Consignes à suivre
1) Répondez à ces questions sur le texte consacré à Phineas Gage :
(a) À qui Gage se met-il à raconter des fables incroyables sur ses aventures ?
(b) Que faut-il avoir fait pour juger si une personne a changé après un accident ?
(c) Qu'est-ce qu'aucun intime de Gage n'a laissé ?
2) Relevez tous les adjectifs que le texte sur Phineas Gage emploie pour décrire les comportements que nous pouvons naturellement avoir à l'état normal.
3) Rédigez, s'il vous plaît, la suite du texte sur Phineas Gage à partir de sa dernière phrase.

Extrait choisi
◆ ◆ ◆ ◆ ◆
Par exemple, quand Harlow mentionne les soudaines «propensions animales» de Gage, que veut-il dire? Idem pour ses «passions animales». On a l'impression d'avoir affaire à quelque chose d'impressionnant, mais quoi? Un appétit d’orgre, des pulsions sexuelles incontrôlables, des hurlements à la lune? Harlow écrit aussi que Gage jure «de temps en temps», mais à quelle fréquence, précisément? Et quel est le contenu de ces jurons? S'agit-il de petites grossièretés comme «bordel» voire «merde», lancées avec parcimonie, ou de formules bien plus obscènes? Harlow note aussi que Gage se met à raconter des fables incroyables à ses neveux et nièces sur ses aventures. S'agit-il là de véritables affabulations, un symptôme fréquent de lésion frontale, ou un simple goût pour les histoires à dormir debout? Même la conclusion voulant que «Gage n'était plus Gage» peut dire à peu près n'importe quoi et son contraire.
Et, de fait, c'est ce qu'on s'est mis à lui faire dire. Si le diagnostic de lésion du lobe frontal est si difficile à poser, c'est que les comportements des gens varient énormément à l'état normal: naturellement, il se peut que nous soyons violent, rustre, cruel, querelleur, etc. Pour juger si une personne a changé après un accident, vous devez l'avoir connue avant. Malheureusement, aucun intime de Gage n'a laissé le moindre témoignage. Et avec si peu de données factuelles susceptibles de cadrer l'imagination des gens, il ne faudra que quelques années pour que les rumeurs se mettent à enfler sur le compte de Gage, jusqu'à ce qu'un tout nouveau Phineas fasse son apparition.
◆ ◆ ◆ ◆ ◆
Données
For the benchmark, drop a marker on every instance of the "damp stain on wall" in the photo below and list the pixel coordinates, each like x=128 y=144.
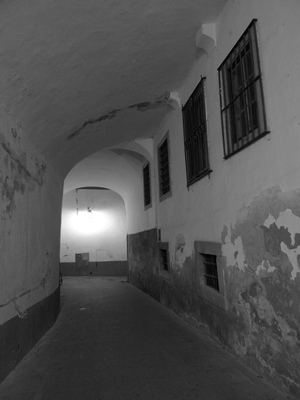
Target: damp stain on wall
x=16 y=177
x=262 y=281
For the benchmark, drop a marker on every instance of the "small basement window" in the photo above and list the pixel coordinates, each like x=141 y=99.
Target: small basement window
x=147 y=185
x=211 y=271
x=210 y=276
x=164 y=256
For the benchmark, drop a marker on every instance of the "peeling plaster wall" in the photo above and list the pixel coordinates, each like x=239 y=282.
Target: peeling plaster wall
x=249 y=204
x=29 y=242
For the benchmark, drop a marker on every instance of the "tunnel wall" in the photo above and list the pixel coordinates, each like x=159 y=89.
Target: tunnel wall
x=29 y=244
x=245 y=212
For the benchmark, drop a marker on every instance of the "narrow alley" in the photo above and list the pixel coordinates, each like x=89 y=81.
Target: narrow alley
x=112 y=341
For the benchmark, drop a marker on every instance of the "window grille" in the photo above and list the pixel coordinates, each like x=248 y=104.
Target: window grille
x=164 y=171
x=195 y=135
x=164 y=259
x=211 y=271
x=241 y=94
x=147 y=185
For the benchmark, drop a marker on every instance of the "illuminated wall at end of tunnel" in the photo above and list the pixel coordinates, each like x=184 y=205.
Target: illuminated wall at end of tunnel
x=94 y=222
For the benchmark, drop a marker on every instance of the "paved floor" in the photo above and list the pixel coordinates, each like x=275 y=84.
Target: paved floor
x=113 y=342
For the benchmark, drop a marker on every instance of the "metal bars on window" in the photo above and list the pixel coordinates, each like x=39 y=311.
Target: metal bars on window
x=147 y=185
x=164 y=171
x=241 y=94
x=211 y=271
x=195 y=135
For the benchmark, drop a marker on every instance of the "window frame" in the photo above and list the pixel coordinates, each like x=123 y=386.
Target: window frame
x=242 y=105
x=195 y=135
x=209 y=294
x=147 y=188
x=163 y=196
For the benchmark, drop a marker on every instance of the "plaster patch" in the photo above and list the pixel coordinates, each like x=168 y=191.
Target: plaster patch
x=234 y=253
x=265 y=266
x=289 y=221
x=292 y=255
x=269 y=221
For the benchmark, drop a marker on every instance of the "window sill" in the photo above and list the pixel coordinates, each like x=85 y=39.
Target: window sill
x=198 y=178
x=246 y=145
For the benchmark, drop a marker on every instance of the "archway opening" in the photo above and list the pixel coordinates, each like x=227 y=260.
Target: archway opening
x=93 y=233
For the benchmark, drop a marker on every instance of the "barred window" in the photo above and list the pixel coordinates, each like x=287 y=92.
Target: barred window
x=147 y=185
x=164 y=169
x=241 y=95
x=195 y=135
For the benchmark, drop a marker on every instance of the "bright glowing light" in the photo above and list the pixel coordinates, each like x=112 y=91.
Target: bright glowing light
x=89 y=223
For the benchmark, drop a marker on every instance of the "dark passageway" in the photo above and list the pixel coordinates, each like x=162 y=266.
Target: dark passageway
x=111 y=341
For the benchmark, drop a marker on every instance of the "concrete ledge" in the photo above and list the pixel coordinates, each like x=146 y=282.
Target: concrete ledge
x=19 y=335
x=99 y=268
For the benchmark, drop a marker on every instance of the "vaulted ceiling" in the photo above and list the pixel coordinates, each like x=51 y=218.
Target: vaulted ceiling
x=81 y=75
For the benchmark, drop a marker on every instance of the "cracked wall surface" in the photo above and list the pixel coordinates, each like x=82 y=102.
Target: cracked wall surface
x=30 y=223
x=263 y=280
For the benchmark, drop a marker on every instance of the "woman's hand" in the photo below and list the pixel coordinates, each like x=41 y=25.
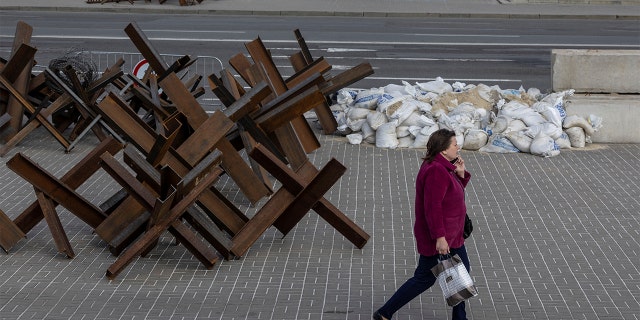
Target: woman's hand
x=460 y=168
x=442 y=246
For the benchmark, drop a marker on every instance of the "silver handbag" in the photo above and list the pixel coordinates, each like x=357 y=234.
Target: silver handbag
x=455 y=281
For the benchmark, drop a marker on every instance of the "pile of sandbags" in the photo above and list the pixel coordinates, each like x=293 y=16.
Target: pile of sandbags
x=484 y=118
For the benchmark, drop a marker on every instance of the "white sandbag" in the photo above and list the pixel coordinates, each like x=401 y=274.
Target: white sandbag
x=577 y=121
x=498 y=143
x=544 y=146
x=386 y=135
x=346 y=96
x=513 y=109
x=401 y=112
x=368 y=99
x=516 y=125
x=368 y=134
x=563 y=141
x=423 y=136
x=341 y=120
x=395 y=89
x=386 y=101
x=402 y=131
x=531 y=118
x=415 y=130
x=437 y=86
x=355 y=113
x=520 y=140
x=475 y=139
x=550 y=113
x=422 y=106
x=414 y=119
x=375 y=119
x=458 y=86
x=355 y=125
x=546 y=128
x=354 y=138
x=534 y=93
x=500 y=124
x=405 y=142
x=576 y=136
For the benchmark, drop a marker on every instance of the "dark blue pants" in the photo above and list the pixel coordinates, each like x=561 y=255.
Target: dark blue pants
x=422 y=280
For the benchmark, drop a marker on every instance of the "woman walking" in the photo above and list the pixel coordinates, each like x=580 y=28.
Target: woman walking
x=439 y=223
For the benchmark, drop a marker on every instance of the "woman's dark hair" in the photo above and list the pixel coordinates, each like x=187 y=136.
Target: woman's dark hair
x=438 y=142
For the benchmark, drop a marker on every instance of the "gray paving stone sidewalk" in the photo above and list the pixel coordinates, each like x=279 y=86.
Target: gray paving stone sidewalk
x=555 y=238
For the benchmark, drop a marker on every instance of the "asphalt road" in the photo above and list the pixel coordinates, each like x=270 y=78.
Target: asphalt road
x=505 y=52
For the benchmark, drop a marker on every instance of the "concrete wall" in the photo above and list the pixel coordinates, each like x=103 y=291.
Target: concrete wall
x=596 y=71
x=620 y=115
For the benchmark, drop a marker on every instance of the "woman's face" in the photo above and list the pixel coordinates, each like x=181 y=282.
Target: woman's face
x=452 y=151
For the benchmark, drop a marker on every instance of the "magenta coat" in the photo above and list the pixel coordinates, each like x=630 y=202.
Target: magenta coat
x=440 y=207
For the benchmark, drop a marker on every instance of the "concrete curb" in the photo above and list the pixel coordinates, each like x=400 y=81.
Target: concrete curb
x=373 y=14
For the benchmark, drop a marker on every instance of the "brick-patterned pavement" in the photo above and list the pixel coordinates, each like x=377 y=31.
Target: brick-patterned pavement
x=555 y=238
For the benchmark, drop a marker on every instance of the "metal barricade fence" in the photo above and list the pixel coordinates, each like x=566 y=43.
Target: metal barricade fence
x=204 y=66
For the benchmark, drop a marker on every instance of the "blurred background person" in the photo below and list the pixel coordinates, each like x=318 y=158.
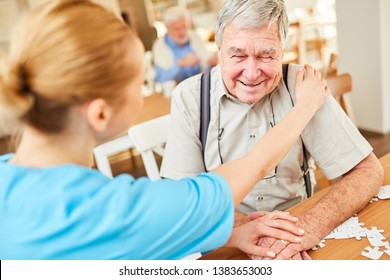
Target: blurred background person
x=181 y=53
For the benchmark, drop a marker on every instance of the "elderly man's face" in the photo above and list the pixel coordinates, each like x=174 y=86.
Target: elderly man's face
x=178 y=31
x=251 y=61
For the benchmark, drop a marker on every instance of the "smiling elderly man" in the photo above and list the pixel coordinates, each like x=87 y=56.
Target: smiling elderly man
x=247 y=97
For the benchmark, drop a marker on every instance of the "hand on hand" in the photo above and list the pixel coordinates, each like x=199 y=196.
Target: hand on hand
x=276 y=224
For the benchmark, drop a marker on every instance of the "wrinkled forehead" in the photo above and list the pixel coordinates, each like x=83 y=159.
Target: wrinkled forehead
x=264 y=33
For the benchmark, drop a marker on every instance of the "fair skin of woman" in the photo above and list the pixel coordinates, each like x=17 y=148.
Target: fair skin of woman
x=98 y=120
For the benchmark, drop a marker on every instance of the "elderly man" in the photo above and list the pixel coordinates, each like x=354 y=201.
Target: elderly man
x=181 y=53
x=247 y=97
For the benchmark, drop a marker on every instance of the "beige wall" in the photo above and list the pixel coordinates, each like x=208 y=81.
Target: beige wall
x=363 y=43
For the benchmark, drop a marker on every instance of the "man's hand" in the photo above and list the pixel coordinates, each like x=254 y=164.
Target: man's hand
x=276 y=224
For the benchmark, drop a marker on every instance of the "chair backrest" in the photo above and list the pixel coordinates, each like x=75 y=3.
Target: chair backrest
x=149 y=137
x=340 y=85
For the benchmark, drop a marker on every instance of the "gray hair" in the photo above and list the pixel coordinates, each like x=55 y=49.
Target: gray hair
x=250 y=14
x=173 y=14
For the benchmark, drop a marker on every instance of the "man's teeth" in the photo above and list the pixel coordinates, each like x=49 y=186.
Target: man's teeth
x=250 y=85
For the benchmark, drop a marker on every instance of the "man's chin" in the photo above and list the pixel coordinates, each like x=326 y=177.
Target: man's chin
x=249 y=98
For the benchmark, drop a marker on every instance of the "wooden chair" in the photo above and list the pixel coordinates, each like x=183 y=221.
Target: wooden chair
x=148 y=138
x=341 y=86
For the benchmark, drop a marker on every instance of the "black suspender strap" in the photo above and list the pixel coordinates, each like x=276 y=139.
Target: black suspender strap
x=204 y=110
x=305 y=165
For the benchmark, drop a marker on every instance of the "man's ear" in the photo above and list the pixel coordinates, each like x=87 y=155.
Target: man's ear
x=98 y=113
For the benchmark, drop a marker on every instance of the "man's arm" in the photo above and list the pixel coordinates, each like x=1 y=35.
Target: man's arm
x=346 y=197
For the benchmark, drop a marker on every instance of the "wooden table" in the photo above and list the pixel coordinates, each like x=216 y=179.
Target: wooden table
x=375 y=214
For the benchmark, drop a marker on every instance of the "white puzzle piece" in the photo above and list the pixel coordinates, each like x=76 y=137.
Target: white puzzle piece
x=372 y=253
x=387 y=251
x=384 y=192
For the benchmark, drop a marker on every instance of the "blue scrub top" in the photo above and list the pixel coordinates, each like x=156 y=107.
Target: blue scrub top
x=72 y=212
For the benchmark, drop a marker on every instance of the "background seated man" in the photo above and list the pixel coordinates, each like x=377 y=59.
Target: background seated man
x=247 y=98
x=181 y=53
◆ ◆ ◆ ◆ ◆
Réponses
1)
(a) À ses neveux et nièces.
(b) Il faut avoir connu la personne avant l'accident.
(c) Le moindre témoignage.

2) violent, rustre, cruel, querelleur

3)
Macmillan résume ainsi la caricature de Gage:
«Un bon à rien paresseux, instable, impatient, poissard et ivrogne, errant de cirque en foire, incapable de s'occuper de lui-même, jusqu'à mourir sans le sou.»
Parfois, ses nouveaux traits se contredisent: des sources décrivent Gage comme complètement apathique sur un plan sexuel, d'autres comme un insatiable obsédé; pour certains, il est atrabilaire et irascible, pour d'autres, il est totalement vide à l'intérieur, comme lobotomisé.
Et certaines anecdotes sont des inventions pures et simples. On raconte notamment que Gage aurait vendu, en exclusivité, les droits de son squelette à une école de médecine –avant de changer de ville et de faire une offre identique à un autre établissement, puis encore à un autre, au gré de ses errances, en empochant à chaque fois l'argent de son arnaque. Dans une autre histoire, à vous plier en deux, Gage aurait passé les vingt dernières années de sa vie avec la barre à mine toujours empalée dans le crâne.
Mais le plus délicat, c'est que certains scientifiques ont remis en question l'humanité de Gage. L'Erreur de Descartes, le célèbre livre publié en 1994, véhicule plusieurs schémas connus: que la présence de Gage était insupportable aux femmes, qu'il s'était mis à «boire et à faire du tapage dans des quartiers douteux (1)», qu'il était un fier-à-bras, un menteur, un sociopathe. Plus loin, l'auteur et neurologue passe à la métaphysique. Il estime que le libre-arbitre de Gage a été compromis et fait l'hypothèse que «ses facultés mentales étaient affaiblies, ou qu'il avait perdu son âme».
On passe de ce qui a existé à ce qui aurait dû se passer
Bien sûr, les gens charcutent tout le temps l'histoire et pour des tas de raison. Mais quelque chose de spécifique semble avoir eu lieu avec Gage. Pour Macmillan, il s'agit de«licence scientifique».
«Quand vous analysez les histoires que l'on raconte sur Gage, déclare-t-il, vous avez l'impression que [les scientifiques] se laissent aller à une sorte de licence poétique –pour que le récit soit plus vivant, qu'il s'adapte mieux à leurs idées préconçues.»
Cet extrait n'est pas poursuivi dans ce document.